* **PROBLEM TO WORK ON**: Word for word, set down the records and skip each picture.

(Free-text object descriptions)
------------------------------

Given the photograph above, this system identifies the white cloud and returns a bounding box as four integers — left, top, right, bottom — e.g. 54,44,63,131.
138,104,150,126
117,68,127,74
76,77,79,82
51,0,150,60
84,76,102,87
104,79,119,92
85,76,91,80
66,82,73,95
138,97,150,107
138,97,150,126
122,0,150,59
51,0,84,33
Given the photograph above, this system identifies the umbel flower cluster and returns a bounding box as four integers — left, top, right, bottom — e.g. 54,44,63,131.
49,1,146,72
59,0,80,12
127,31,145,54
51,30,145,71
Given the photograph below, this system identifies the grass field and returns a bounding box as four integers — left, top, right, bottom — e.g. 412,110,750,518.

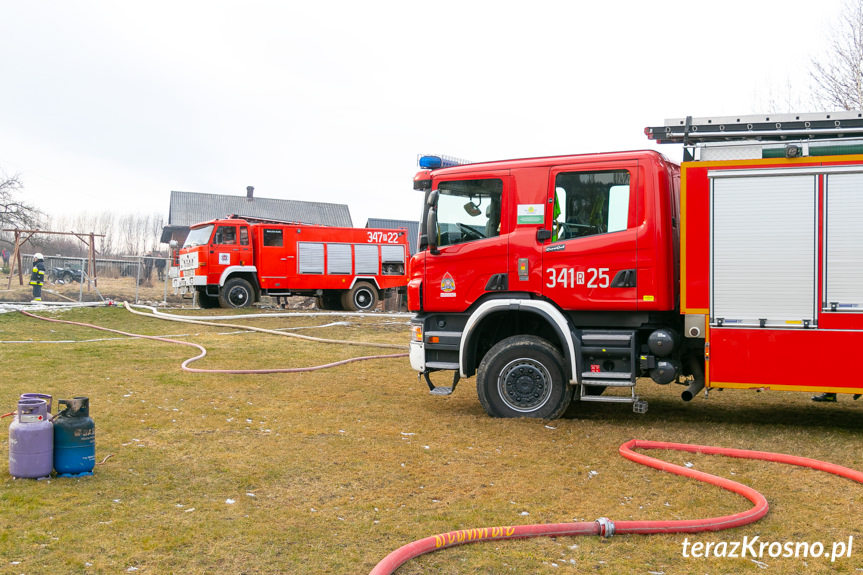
1,305,862,574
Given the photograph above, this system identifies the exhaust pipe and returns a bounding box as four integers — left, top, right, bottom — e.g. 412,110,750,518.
681,356,705,401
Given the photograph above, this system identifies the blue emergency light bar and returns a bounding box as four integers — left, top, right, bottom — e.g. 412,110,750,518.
418,154,471,169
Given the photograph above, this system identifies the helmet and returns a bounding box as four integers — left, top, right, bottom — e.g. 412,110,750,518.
33,253,43,261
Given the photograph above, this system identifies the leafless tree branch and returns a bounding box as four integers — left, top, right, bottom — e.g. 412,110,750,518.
811,0,863,110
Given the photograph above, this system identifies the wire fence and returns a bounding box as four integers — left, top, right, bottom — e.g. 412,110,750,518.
5,254,180,305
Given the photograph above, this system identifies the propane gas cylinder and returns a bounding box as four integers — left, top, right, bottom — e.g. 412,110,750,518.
9,398,54,478
19,393,52,412
53,397,95,475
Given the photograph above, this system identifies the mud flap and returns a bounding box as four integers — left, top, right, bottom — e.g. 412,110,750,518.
423,370,461,396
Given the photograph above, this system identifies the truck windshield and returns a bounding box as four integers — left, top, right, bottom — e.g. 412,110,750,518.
432,179,503,247
183,225,214,248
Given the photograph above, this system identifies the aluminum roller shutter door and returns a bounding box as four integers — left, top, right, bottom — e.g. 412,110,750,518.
327,244,352,275
711,174,816,326
298,242,324,274
355,244,379,274
824,173,863,310
381,245,406,264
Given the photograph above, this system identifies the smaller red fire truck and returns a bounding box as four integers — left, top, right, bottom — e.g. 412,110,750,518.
172,215,409,310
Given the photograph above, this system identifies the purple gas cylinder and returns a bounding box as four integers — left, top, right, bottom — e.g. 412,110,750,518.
8,398,54,478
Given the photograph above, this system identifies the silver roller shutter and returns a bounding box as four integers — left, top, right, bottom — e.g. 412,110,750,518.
327,243,352,275
354,244,379,274
381,245,406,264
711,173,817,327
824,173,863,311
298,242,324,274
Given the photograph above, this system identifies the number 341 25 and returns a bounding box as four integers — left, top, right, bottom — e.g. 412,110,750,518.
546,267,609,289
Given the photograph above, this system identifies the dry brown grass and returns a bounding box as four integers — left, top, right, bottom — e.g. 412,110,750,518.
1,274,185,306
1,306,862,574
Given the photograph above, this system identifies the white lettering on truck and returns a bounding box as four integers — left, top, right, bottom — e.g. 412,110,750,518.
546,267,609,289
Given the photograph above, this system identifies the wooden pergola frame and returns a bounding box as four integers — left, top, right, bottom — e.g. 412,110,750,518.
2,228,105,289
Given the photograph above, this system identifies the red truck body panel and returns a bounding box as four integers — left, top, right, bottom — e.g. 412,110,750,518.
683,155,863,393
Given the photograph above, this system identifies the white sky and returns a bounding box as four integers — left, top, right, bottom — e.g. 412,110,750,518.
0,0,846,231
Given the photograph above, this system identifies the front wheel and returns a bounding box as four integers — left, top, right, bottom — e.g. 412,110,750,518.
476,335,573,419
219,278,254,308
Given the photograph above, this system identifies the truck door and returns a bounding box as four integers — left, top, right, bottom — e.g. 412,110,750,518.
256,227,290,289
423,173,509,312
542,163,638,311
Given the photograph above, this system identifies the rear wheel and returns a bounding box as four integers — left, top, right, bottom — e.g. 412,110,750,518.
342,281,378,312
476,335,573,419
219,278,254,308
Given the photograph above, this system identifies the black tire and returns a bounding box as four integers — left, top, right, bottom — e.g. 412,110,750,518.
342,281,378,312
316,291,344,311
197,289,220,309
219,278,254,308
62,271,74,283
476,335,573,419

------------------------------

* **SOLUTION FOR THIS TASK**:
Given the photograph above, this system identifies the white cloud and returns a bounding box as four integers — left, top, right, bottom — e.g. 54,44,63,131.
138,104,150,126
117,68,127,74
76,77,79,82
51,0,150,60
84,76,102,87
104,79,119,92
85,76,91,80
66,82,73,95
138,97,150,107
138,97,150,126
122,0,150,59
51,0,84,33
Given the photograph above, this system identifies the umbel flower cluster and returns a bounding box as four integers — left, top, right, bottom — e.g. 54,44,63,131.
49,1,146,72
59,0,80,12
127,31,145,54
51,30,145,71
Given the photograph below, this system identifies the grass field and returns a bounding box as four integers — left, top, right, bottom — e.g. 412,110,750,518.

1,305,862,574
Given the photograph above, this system identifies the exhaust pipe and returns a bounding box as four integers — left, top, right, bottom — e.g. 412,110,750,518.
681,356,705,401
Given the photograph above, this system identifies the blue emergency light bar and returns a bounding box as four integers — left, top, right, bottom — e.g. 412,110,750,518.
418,154,471,169
Given the photograph above, this system identifies the helmet and returns a bounding box as four integers — left, top, right, bottom — e.g. 412,110,750,518.
33,253,43,261
Given the photograph above, this system identifies the leafless tree branch and returns a bounding box as four integers — left, top, right, bottom — e.g. 412,110,750,518.
811,0,863,110
Given the photograph above, this system identifies the wire fence and returns a bounding box as four integers — left, top, right, bottom — e.g. 412,110,750,518.
5,254,180,305
Given the photograph above, this system identifies the propane gas cylinder and returns a bounding box as four integers — left, top, right, bottom — e.g. 412,110,750,518.
9,398,54,478
19,393,52,412
53,397,95,475
Given the photograph above, this system identifies the mud flap and returns a bounding box as four integers — left, top, right, bottom — e.g. 412,110,750,518.
423,370,461,396
Given the photograph above, this system identifies the truck windshield and returns a bounding box as four integers — left, top, right, bottom — e.g. 412,110,750,518.
432,179,503,247
183,225,214,248
Given the photograph above, this system identifies the aluminum roller shutter door and returns a bounding box as four integers — left, top, right, bottom — e.g. 412,110,750,518.
327,244,352,275
711,174,816,326
298,242,324,274
355,244,379,274
824,173,863,310
381,245,406,264
Given the photograph above, this system identifies the smaller red fire truck and returns a bounding box as four integers — left, top, right, bottom — e.g. 412,110,750,518.
172,215,409,310
Given the photograph above, this system identifies the purple gas cylinder and returns a bounding box as four integers — left, top, right, bottom — e.g. 412,110,750,518.
8,398,54,478
Given the photograph above, this system identifies the silver roller shutter and returns a bounding box as four integers — left, top, right, bottom — e.g. 412,110,750,518.
327,243,352,275
354,244,379,274
381,245,406,264
711,173,817,327
824,173,863,311
298,242,324,274
Given the photograph above, this system identifies the number 341 25 and returns a bounding box as four integers — left, top, right, bottom — e.g. 412,110,750,518.
546,267,609,289
Given the photograph above, this system identifies the dry brown grass and returns a bounding box as four integers — left, top, right, bottom — e.g. 412,110,750,518.
1,274,185,306
1,306,862,574
Given the photograph above, this system identifies the white lettering on truck and returns a bounding box as four integers — left, top, right, bottom — e.g. 412,110,750,518.
546,267,609,289
Given the photograph above, this system identifies the wooden pergola frame and returns a bounding box as four integers — left, top, right, bottom — e.g. 412,110,750,518.
2,228,105,289
Given the photograph above, this system identifies the red truck body panel and returns a bounding box as four integers — left, top, right, bottom — e.g. 412,110,750,518.
683,155,863,393
Given the photograph above, this system identifies the white sky and returns a bounding box as four integers — left, top, right, bottom — e.g. 412,110,750,518.
0,0,846,231
Given the photograph above, this system identifies the front wheel and returns a bounding box as four integers — left, top, right, bottom — e.g. 412,110,750,518.
476,335,573,419
219,278,254,308
Given the photograph above, this system identifies the truck door and returns a bounding box as four integers — left, top, right, bottom — e.g. 412,110,750,518.
256,227,290,289
423,173,509,312
542,163,638,311
Given the photograph above, this system identifies the rear wheel and returns a bounding box as four integers — left, top, right, bottom — e.g. 412,110,750,518.
342,281,378,312
476,335,573,419
219,278,254,308
Given the photograph above, this system identifies the black tire and returns a bounding box as four integers — left, top, right, bottom — e.g. 412,110,750,518.
342,281,378,312
316,291,344,311
197,289,220,309
219,278,254,308
62,271,74,283
476,335,573,419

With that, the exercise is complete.